◆ Using the information
• A. In the article about denials of legal malpractice insurance coverage, about how much is the former client seeking in the Blum Collins malpractice action?
• B. Pick up the article about denials of legal malpractice insurance coverage at the point where it stops, and write the next passage.
Text section Block Start
Making the Nightmare Worse
/ 09.Sep, 2014
A legal malpractice action is a nightmare. The nightmare can be exacerbated by a denial of insurance coverage. Attorneys should be careful not to take actions which may result in the denial of coverage by their professional liability insurance carriers. One of the most common reasons for denial of coverage is failure to identify potential claims on policy applications. Two recent cases exemplify this nightmare upon a nightmare situation.
In Blum Collins LLP, et al. v. NCG Professional Risks, Ltd., et al.
, No. 2:12-cv-08996 (C.D. Cal. July 31, 2014), the United States District Court for the Central District of California granted summary judgment in favor of the insurer in a coverage action arising out of a legal malpractice claim. The insurance carrier denied coverage because on the policy application the attorney denied knowledge of “any circumstances, allegations, tolling agreements or contentions as to any incident which may result in a claim being made against the Applicant or any of its past or present Owners [or] Partners. . . .” However, prior to filling out the policy application the attorney entered into a tolling agreement with a former client so the client could “evaluate her assertions of malpractice and her potential damages.” The court found the attorney had notice of circumstances which might result in a claim being made. The former client is seeking approximately $7 million in the legal malpractice action.
In Chicago Insurance Company v. Paulson & Nace, PLLC, et al.
Text section Block End
Information shown Block Start
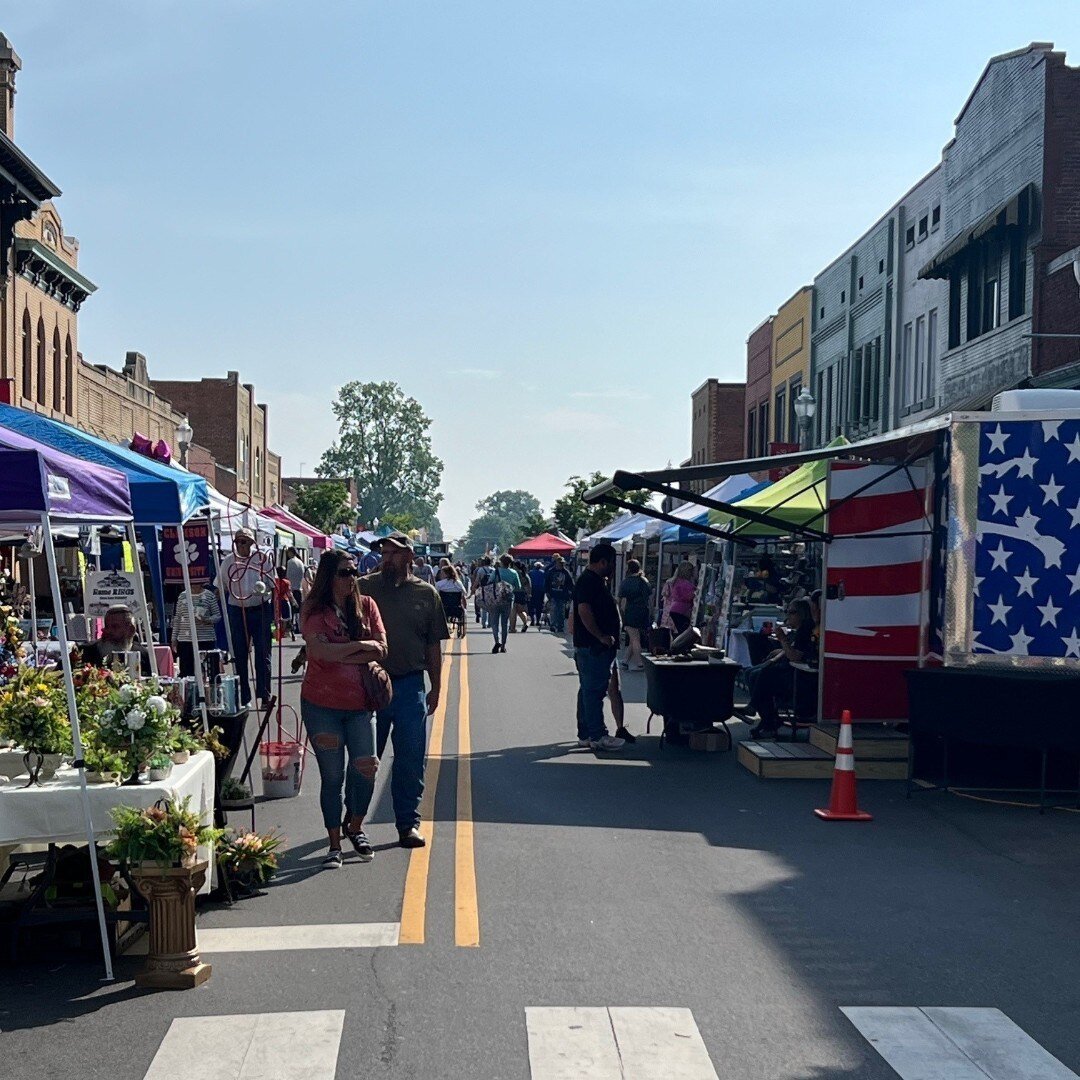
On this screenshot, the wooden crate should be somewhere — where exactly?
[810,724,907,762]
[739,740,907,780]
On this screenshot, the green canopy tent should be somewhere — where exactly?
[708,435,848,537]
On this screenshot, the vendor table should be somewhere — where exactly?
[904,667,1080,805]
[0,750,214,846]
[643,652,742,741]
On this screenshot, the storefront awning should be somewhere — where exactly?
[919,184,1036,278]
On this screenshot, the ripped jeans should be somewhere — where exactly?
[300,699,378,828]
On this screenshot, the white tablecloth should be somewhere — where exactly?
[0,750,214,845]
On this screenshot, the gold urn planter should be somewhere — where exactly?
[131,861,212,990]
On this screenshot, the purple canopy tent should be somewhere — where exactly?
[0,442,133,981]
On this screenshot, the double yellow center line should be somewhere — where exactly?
Information shown Block End
Information shown Block Start
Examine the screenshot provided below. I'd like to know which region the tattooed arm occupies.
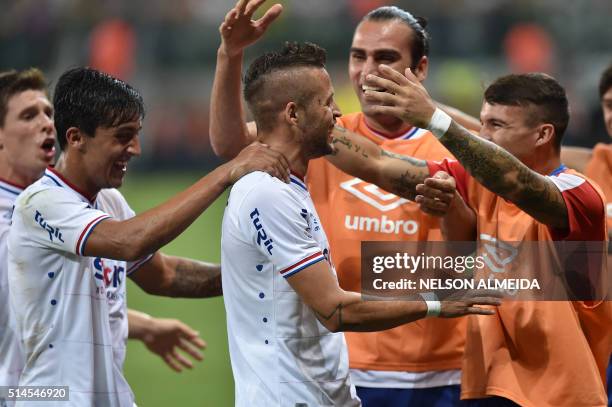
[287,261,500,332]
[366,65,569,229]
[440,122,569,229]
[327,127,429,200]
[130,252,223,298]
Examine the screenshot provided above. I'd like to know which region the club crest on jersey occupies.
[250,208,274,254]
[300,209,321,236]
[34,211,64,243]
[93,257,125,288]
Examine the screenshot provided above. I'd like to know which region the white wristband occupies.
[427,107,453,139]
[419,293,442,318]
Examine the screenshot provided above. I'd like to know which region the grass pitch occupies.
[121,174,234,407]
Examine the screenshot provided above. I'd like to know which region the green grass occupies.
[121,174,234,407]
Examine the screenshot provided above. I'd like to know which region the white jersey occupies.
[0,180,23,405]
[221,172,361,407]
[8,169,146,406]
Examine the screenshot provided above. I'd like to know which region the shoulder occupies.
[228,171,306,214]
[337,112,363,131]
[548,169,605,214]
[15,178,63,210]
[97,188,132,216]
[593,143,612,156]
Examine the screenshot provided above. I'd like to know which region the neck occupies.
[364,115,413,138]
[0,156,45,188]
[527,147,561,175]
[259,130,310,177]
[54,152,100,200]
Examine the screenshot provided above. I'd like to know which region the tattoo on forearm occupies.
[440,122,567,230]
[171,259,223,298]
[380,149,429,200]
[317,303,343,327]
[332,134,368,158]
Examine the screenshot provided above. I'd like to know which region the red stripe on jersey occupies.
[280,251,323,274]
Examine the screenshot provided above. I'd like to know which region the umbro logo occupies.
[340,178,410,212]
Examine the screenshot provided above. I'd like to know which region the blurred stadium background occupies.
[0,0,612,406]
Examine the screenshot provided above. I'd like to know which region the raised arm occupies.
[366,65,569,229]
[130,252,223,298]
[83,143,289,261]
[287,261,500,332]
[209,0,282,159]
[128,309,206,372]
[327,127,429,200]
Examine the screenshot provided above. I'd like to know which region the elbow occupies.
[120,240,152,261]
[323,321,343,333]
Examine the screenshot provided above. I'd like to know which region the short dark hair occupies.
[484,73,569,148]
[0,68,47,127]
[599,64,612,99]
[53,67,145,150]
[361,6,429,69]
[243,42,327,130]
Information shown Block End
◆ Replies
• A. Approximately $7 million.

• B.
, No. 12-2068 (D.D.C. April 10, 2014), summary judgment was granted in favor of a professional liability insurance company in a declaratory judgment action. The declaratory judgment action was brought after the attorneys were sued for legal malpractice following the dismissal of an underlying medical malpractice action. In July 2007, after the underlying medical malpractice action was dismissed as untimely, the attorneys applied for a claims-made professional liability policy. The policy application asked: “Having inquired of all partners, officers, owners and employed lawyers, are there any circumstances which may result in a claim being made against the firm, its predecessors or any current or past partner, officer, owner or employed lawyer of the firm?” The attorneys answered: “no.” The attorneys did not inform the insurance company of the potential of a claim arising from the dismissal of the medical malpractice action until May of 2009, nor did they inform their prior insurance carrier of the potential claim. A jury awarded $4 million on the legal malpractice claim, but that amount was subsequently reduced to $1.75 million.
The importance of reporting potential claims and not making false statements on professional liability insurance applications cannot be overstated
. As a profession we pay a significant amount money for the protections our professional liability insurance provides; making sure we have that protection when we need it should always be a high priority.